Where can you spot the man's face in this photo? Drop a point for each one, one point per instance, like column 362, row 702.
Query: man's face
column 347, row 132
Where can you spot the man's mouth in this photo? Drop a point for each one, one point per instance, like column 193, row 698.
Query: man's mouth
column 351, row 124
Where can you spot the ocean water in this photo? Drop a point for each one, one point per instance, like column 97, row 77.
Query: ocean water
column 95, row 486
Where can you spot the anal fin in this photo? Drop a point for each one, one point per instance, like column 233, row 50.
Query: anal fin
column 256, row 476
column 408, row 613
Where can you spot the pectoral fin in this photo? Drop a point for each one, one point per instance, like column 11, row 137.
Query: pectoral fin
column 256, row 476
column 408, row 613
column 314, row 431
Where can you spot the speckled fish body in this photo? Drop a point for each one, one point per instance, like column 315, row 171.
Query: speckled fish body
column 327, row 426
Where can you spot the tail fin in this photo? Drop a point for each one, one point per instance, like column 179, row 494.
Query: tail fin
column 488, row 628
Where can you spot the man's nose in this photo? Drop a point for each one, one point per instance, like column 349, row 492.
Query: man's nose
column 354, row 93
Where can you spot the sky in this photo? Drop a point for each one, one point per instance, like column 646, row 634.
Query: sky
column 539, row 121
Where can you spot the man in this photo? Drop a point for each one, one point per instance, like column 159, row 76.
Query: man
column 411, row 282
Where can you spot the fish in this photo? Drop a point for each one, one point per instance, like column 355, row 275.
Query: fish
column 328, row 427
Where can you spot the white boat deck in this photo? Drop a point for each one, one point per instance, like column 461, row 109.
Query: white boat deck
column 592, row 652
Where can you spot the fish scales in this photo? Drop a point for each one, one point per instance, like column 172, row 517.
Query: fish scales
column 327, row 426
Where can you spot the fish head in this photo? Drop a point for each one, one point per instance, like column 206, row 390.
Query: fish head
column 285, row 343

* * * *

Task objective: Reproduce every one of the records above line for line, with no changes.

Exercise solution:
Where can you spot the man's face in this photo? Drop a point for each one, one point per instance, like column 362, row 702.
Query: man's face
column 347, row 132
Where can you spot the man's mouth in this photo? Drop a point for each one, one point per instance, like column 193, row 698.
Query: man's mouth
column 351, row 124
Where can you spot the ocean water in this photo? Drop a point for each one, one point per instance, like column 97, row 77.
Query: ocean water
column 95, row 486
Where can you spot the anal fin in this photo? Drop a point for each one, one point per instance, like column 233, row 50.
Query: anal fin
column 256, row 476
column 408, row 613
Where can you spot the pectoral fin in this photo? Drop a point for each one, one point per instance, like column 11, row 137.
Query: pectoral fin
column 256, row 476
column 408, row 613
column 314, row 431
Where can you spot the speckled fish body in this photo? Drop a point for each one, one point per instance, like column 315, row 171.
Query: speckled fish body
column 327, row 426
Where can you spot the tail fin in this photo? Drop a point for each one, one point per instance, like column 179, row 494.
Query: tail fin
column 488, row 628
Where can you spot the man's nose in this photo? Drop a point for each one, one point per instance, like column 349, row 492.
Query: man's nose
column 354, row 93
Where can you spot the sky in this photo? Drop a point for each one, one point per instance, like column 646, row 634.
Query: sky
column 539, row 121
Where can you spot the man in this photo? Drop a point for each one, one point per instance, like column 159, row 76.
Query: man
column 411, row 282
Where can you spot the fish in this photo? Drop a point for each one, one point per instance, like column 355, row 275.
Query: fish
column 328, row 427
Where can you spot the white boat deck in this photo? Drop a point for each one, one point per instance, like column 461, row 109.
Query: white boat deck
column 592, row 652
Where can you spot the fish scales in this photo? Drop a point for each one, one point per instance, like column 172, row 517.
Query: fish scales
column 327, row 426
Where can you spot the fish head in this photo? Drop a point for each one, one point per instance, like column 206, row 390.
Query: fish head
column 285, row 343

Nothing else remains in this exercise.